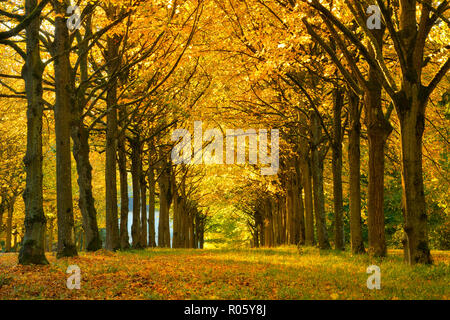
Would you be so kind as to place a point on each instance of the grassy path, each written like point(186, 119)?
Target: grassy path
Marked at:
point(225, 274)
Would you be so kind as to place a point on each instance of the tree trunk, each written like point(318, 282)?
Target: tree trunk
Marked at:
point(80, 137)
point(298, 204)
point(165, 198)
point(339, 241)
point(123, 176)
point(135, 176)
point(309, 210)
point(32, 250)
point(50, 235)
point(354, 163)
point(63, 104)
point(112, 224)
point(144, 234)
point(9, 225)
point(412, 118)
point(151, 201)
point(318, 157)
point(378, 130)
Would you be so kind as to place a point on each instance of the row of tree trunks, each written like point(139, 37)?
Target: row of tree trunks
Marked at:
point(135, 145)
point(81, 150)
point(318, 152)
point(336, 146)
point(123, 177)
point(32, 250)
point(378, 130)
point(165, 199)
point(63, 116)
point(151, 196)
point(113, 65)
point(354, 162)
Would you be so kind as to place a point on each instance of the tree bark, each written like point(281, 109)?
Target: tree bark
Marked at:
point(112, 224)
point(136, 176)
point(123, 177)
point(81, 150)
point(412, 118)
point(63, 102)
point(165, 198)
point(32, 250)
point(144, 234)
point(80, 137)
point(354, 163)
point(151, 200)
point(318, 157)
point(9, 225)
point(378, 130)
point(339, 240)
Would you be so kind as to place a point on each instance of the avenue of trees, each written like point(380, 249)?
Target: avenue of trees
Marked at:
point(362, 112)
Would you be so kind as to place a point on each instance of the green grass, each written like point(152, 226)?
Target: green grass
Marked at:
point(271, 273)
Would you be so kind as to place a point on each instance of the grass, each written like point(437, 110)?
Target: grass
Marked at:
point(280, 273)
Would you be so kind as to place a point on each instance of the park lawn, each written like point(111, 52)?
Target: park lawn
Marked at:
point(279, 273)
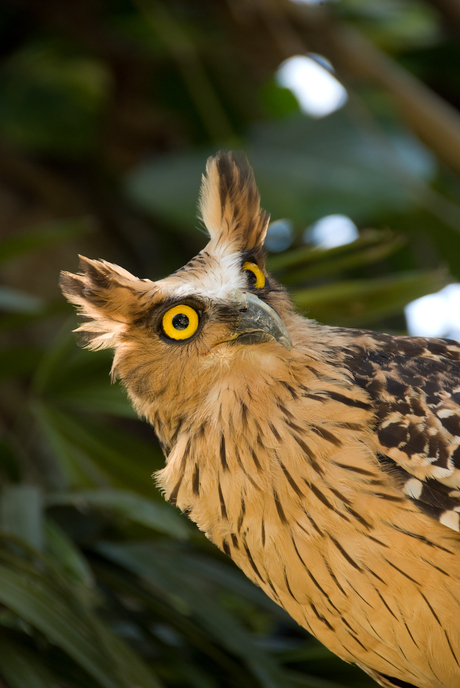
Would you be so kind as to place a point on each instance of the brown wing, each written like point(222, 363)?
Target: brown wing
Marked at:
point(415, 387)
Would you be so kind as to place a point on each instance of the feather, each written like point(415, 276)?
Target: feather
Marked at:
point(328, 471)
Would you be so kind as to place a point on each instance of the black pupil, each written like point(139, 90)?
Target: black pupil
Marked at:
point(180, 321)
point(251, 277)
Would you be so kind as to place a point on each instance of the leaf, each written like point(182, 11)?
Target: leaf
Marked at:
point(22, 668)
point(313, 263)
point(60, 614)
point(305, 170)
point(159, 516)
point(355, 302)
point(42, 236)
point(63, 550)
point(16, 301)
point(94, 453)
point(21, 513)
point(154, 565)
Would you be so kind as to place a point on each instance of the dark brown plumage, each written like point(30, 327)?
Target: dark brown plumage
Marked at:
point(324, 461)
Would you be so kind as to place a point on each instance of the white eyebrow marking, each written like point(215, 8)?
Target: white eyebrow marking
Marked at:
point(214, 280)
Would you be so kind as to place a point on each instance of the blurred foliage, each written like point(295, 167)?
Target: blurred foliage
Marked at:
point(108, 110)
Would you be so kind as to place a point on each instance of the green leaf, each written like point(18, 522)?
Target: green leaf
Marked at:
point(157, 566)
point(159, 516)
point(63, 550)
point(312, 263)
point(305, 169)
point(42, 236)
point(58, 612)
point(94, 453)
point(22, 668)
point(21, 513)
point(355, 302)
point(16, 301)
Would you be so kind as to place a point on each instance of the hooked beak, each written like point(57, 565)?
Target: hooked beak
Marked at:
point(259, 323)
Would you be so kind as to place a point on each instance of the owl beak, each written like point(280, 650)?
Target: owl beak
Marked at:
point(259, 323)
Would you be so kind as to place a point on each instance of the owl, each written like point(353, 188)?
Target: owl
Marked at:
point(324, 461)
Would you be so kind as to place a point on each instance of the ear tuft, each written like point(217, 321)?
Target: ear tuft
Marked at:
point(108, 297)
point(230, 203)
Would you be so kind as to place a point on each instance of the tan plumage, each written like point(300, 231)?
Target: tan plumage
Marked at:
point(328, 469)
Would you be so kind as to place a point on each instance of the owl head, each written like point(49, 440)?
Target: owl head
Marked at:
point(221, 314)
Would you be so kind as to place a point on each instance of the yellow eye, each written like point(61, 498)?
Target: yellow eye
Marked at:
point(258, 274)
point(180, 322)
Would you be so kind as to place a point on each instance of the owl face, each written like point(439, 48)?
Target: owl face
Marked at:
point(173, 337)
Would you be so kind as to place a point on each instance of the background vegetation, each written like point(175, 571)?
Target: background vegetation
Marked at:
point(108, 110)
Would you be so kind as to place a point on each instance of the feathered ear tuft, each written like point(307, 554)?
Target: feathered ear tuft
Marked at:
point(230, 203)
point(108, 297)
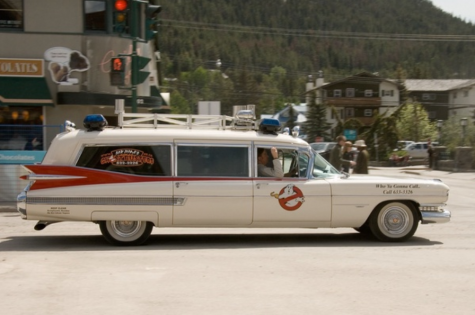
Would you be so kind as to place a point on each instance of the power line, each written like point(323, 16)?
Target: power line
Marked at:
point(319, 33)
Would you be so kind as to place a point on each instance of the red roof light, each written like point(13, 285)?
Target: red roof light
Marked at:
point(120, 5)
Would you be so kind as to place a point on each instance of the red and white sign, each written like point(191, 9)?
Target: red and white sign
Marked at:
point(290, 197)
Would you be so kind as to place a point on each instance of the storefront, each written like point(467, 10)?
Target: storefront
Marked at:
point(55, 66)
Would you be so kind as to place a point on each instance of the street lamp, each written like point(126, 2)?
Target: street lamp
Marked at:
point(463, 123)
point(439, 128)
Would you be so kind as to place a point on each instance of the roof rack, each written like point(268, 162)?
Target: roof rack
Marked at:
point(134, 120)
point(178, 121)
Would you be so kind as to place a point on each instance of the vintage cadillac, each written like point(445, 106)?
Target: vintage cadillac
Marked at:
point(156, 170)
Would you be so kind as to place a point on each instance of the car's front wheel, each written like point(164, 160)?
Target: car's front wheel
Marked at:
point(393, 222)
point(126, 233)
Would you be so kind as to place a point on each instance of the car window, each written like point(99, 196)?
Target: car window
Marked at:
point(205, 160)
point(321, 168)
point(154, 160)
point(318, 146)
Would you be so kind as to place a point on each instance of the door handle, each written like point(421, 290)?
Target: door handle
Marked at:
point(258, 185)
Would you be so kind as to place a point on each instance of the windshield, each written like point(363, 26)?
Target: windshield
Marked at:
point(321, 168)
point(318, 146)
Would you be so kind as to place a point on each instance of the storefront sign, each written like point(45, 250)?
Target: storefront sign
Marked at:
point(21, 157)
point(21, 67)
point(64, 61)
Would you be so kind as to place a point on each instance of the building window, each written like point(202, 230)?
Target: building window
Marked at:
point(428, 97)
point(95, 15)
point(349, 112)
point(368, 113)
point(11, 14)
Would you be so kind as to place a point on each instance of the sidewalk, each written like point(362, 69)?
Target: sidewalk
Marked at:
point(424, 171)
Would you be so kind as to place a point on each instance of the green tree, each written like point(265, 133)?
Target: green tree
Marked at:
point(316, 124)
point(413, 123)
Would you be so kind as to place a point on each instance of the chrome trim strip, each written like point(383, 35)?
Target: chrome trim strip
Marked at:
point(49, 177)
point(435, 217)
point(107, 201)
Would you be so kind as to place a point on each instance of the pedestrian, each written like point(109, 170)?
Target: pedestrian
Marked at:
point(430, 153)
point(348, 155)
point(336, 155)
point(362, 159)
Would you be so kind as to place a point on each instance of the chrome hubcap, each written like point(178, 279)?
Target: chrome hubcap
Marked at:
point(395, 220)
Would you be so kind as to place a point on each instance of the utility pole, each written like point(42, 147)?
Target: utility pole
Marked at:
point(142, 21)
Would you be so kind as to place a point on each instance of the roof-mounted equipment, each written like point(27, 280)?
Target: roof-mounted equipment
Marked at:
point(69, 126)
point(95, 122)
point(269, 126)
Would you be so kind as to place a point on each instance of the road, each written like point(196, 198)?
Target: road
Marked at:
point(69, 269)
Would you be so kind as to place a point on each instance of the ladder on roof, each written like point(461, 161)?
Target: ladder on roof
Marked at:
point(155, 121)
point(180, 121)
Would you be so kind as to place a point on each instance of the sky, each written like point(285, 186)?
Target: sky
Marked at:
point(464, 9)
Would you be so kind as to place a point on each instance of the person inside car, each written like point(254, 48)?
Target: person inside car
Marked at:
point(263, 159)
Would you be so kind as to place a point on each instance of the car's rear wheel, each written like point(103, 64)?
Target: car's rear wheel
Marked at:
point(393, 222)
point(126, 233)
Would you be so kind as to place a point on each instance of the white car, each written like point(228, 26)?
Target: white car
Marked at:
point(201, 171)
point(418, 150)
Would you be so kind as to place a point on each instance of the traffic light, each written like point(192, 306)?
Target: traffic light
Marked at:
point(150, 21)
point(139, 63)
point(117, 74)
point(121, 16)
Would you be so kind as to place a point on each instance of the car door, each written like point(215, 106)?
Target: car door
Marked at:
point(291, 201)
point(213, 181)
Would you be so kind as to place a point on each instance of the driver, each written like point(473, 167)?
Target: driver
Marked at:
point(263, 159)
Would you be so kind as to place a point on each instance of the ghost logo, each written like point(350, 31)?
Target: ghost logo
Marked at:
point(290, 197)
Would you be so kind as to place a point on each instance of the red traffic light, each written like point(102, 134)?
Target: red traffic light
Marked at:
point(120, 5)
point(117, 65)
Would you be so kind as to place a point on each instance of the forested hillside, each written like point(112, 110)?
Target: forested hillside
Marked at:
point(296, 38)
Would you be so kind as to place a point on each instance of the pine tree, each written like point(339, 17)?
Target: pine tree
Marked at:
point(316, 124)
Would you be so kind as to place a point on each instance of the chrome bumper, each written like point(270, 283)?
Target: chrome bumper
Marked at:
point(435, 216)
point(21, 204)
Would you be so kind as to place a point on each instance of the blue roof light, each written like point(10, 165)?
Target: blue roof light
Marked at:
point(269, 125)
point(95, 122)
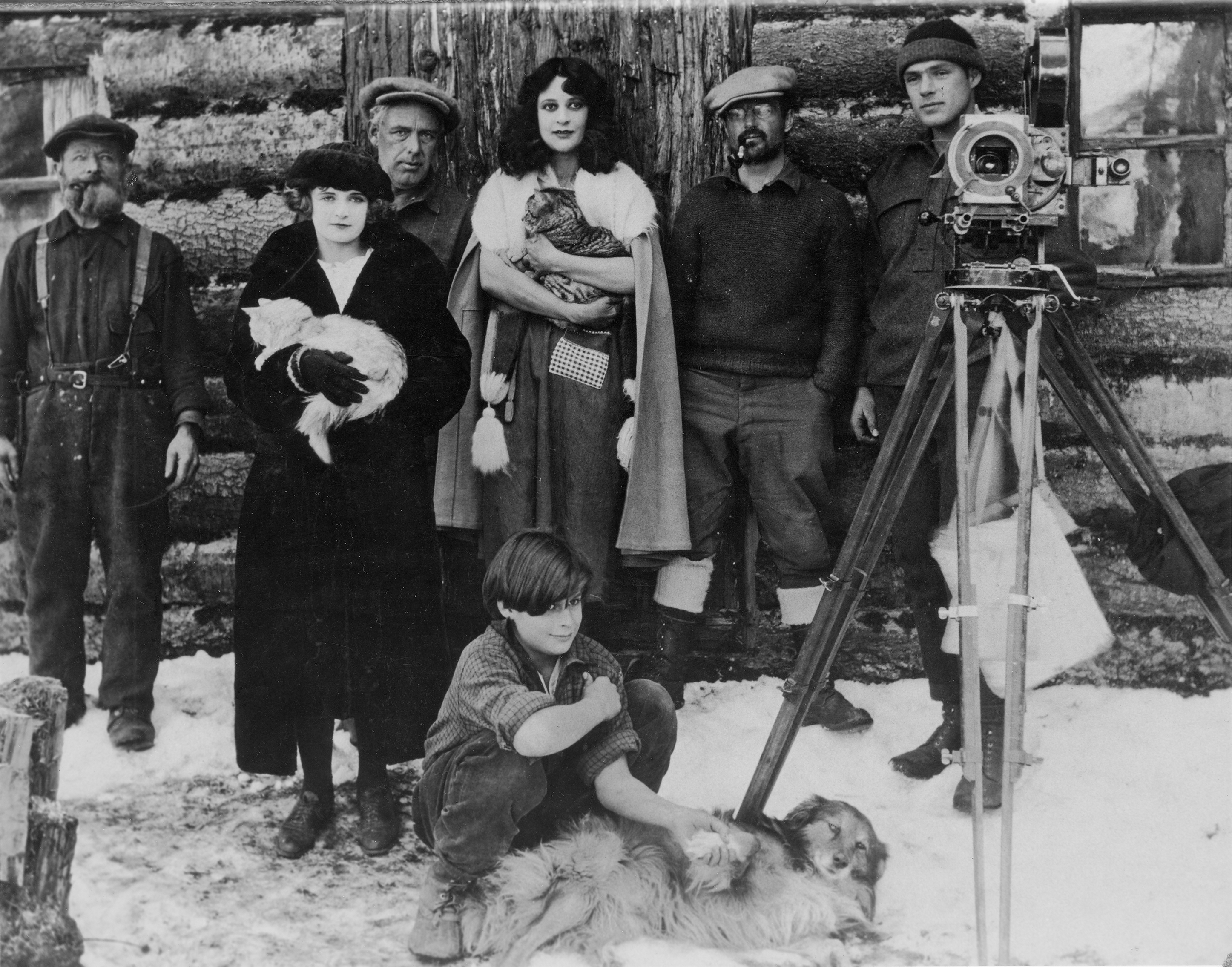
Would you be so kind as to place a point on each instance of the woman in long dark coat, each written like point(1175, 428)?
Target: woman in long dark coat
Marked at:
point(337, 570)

= = =

■ WHAT THE EXERCISE ASKS ■
Copy every line of the material above in which the string "trunks" can be found.

■ OUTPUT OF THE EXERCISE ■
Would you be so kind as to place a point on each instance of the row of tree trunks, each written like point(139, 37)?
Target: row of tree trunks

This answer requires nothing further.